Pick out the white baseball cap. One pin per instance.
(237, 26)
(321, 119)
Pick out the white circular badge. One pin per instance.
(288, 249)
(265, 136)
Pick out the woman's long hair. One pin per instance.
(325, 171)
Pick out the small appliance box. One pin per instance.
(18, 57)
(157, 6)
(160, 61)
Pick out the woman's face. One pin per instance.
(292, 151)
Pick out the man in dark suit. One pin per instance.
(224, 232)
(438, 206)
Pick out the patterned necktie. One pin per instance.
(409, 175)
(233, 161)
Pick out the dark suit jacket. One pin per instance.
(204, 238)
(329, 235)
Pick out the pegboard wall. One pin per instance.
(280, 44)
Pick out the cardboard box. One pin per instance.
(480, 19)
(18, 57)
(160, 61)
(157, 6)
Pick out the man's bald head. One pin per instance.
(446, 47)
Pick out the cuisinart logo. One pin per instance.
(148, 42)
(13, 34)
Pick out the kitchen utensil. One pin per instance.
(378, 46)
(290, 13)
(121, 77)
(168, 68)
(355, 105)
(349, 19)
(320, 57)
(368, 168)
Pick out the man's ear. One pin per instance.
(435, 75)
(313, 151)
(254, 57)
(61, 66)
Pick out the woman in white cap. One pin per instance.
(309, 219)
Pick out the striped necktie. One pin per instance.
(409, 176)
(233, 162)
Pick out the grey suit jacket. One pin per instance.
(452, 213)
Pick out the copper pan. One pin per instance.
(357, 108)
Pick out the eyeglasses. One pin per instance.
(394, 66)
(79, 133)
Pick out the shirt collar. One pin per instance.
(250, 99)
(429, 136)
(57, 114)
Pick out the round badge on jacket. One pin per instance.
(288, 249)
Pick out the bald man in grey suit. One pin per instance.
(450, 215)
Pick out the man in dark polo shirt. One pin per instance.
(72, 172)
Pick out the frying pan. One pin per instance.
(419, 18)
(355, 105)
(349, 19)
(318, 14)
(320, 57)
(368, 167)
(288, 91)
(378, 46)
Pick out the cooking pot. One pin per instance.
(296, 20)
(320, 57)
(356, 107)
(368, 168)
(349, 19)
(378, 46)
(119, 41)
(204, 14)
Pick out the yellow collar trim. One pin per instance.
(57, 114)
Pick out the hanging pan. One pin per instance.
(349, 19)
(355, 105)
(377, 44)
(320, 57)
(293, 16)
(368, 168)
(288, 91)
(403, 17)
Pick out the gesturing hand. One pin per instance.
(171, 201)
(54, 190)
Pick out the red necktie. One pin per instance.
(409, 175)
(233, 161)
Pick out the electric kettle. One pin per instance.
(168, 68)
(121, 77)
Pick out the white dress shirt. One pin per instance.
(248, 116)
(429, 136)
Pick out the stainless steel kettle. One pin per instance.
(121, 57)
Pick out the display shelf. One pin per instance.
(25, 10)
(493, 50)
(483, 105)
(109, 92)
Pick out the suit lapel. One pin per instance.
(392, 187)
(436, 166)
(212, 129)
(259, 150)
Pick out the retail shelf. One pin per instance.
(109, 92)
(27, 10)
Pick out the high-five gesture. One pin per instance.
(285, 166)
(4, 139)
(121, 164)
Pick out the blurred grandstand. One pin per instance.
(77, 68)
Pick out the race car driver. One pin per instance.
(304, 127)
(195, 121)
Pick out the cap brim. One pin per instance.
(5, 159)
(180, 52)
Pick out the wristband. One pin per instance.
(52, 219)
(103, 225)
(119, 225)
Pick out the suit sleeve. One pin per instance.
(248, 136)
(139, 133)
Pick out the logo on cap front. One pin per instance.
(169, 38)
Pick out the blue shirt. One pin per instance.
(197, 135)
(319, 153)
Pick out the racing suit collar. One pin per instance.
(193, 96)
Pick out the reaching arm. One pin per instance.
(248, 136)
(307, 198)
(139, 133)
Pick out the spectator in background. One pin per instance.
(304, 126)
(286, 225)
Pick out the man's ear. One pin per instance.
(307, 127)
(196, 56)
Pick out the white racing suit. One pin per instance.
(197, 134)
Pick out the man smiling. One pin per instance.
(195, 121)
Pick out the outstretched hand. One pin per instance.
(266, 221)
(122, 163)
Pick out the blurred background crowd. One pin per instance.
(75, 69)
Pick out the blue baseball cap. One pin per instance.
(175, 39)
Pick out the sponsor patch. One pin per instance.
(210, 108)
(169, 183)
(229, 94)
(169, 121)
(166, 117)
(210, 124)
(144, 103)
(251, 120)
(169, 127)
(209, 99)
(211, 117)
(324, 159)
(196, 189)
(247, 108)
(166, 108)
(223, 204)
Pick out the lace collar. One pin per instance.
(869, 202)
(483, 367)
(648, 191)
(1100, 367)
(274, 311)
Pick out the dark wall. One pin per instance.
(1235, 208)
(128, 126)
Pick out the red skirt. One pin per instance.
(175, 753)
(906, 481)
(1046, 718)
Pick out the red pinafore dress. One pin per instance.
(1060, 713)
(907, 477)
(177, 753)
§
## Exercise
Extract the whole listing, character for character.

## Answer space
Pick out the white baseball cap. One pin per instance.
(237, 26)
(321, 119)
Pick out the white circular badge. One pin per instance.
(288, 249)
(265, 136)
Pick out the woman's long hair. One pin per instance.
(325, 171)
Pick out the small appliance box. One pin per instance.
(18, 57)
(157, 6)
(160, 61)
Pick out the woman's face. One pin per instance.
(292, 151)
Pick out the man in dark suit. One pin per instance.
(224, 232)
(438, 206)
Pick out the patterned necktie. One pin per instance.
(409, 175)
(233, 161)
Pick out the dark suit jacket. One pin per instance.
(204, 238)
(329, 235)
Pick out the pegboard wall. One pin per instance.
(280, 44)
Pick out the cardboard box. One pin per instance.
(480, 19)
(18, 57)
(160, 61)
(157, 6)
Pick out the man's bald head. One pin per instance.
(446, 47)
Pick out the cuisinart logo. One pin per instance.
(148, 42)
(13, 34)
Pick out the kitchen utensil. One pin per instance.
(378, 46)
(290, 13)
(121, 77)
(168, 68)
(355, 105)
(349, 19)
(320, 57)
(368, 168)
Pick out the man's ear. One pin per instance.
(435, 75)
(313, 151)
(254, 57)
(61, 66)
Pick out the woman in white cap. One pin per instance.
(309, 219)
Pick out the striped necktie. One pin per instance.
(409, 176)
(233, 162)
Pick out the grey suit jacket. One pin per instance.
(452, 213)
Pick out the copper pan. One pin per instance.
(357, 108)
Pick out the eyeglasses. One pin per instance.
(394, 66)
(79, 133)
Pick out the shirt collar. One pin per instance.
(250, 99)
(429, 136)
(57, 114)
Pick out the round badge on jacket. One pin per instance.
(288, 249)
Pick out the bald man in grey suit. One pin per instance.
(450, 215)
Pick out the man in dark polo shirt. One pin per instance.
(72, 172)
Pick out the frying pan. One pin per instance.
(419, 18)
(355, 105)
(349, 19)
(318, 14)
(320, 57)
(368, 167)
(288, 91)
(378, 46)
Pick out the cooking pot. One pin per instance.
(296, 20)
(320, 57)
(356, 107)
(368, 168)
(349, 19)
(378, 46)
(119, 41)
(204, 14)
Pick out the yellow collar trim. One pin per instance.
(57, 114)
Pick out the hanging pan. One pin per instance.
(349, 19)
(355, 105)
(377, 44)
(320, 57)
(293, 16)
(368, 168)
(288, 91)
(403, 17)
Pick out the gesturing hand. One pin per instance.
(171, 201)
(54, 190)
Pick out the red necktie. One pin per instance.
(409, 175)
(233, 161)
Pick out the electric kettle. One pin per instance.
(168, 68)
(121, 77)
Pick out the white dress shirt. One pin per instance.
(248, 116)
(429, 136)
Pick out the stainless steel kettle. One pin per instance.
(121, 57)
Pick out the display shelf. One pin per instance.
(25, 10)
(493, 50)
(483, 105)
(109, 92)
Pick out the suit lapel. One pin per instance.
(392, 187)
(436, 166)
(212, 129)
(259, 150)
Pick out the retail shelf. One pin per instance.
(109, 92)
(27, 10)
Pick out the high-five gesture. One pin per instance.
(285, 166)
(4, 139)
(121, 164)
Pick out the blurred grandstand. One pin per instance.
(77, 68)
Pick out the race car driver. One pin per instance.
(304, 127)
(195, 121)
Pick out the cap brim. One pin per instance.
(5, 159)
(180, 52)
Pick out the wristband. One pin per instance.
(52, 219)
(103, 225)
(119, 225)
Pick out the suit sleeve. One pin per instance.
(248, 136)
(139, 133)
Pick out the logo on cap front. One pin per instance.
(169, 38)
Pick out the blue shirt. One pin per instance.
(197, 135)
(319, 153)
Pick out the racing suit collar. One pin per instance.
(193, 96)
Pick out the reaching arm. One pin per instance.
(248, 136)
(307, 198)
(139, 133)
Pick out the spectator in background. One pin per instance.
(304, 126)
(286, 225)
Pick out the man's ear. One pin per instance.
(307, 127)
(196, 56)
Pick out the white racing suit. One pin per instance.
(197, 134)
Pick out the man smiling. One pin per instance.
(195, 121)
Pick out the outstretched hand. One pin per instance.
(266, 221)
(122, 163)
Pick out the blurred background crowd. One pin per instance.
(75, 69)
Pick out the blue baseball cap. One pin per instance.
(175, 39)
Pick out the sponsor patch. One pin per instance.
(210, 108)
(169, 183)
(229, 94)
(169, 121)
(166, 117)
(210, 124)
(144, 103)
(251, 120)
(169, 127)
(209, 99)
(211, 117)
(324, 159)
(196, 189)
(247, 108)
(166, 108)
(223, 204)
Pick out the lace collar. One pin per instance.
(869, 202)
(483, 367)
(648, 191)
(1100, 367)
(274, 311)
Pick out the dark wall. One pin per instance.
(1235, 208)
(128, 126)
Pick out the red skirt. One pin per instance.
(175, 753)
(906, 481)
(1046, 718)
Pick out the red pinafore dress. One pin per instance.
(1060, 713)
(907, 477)
(177, 753)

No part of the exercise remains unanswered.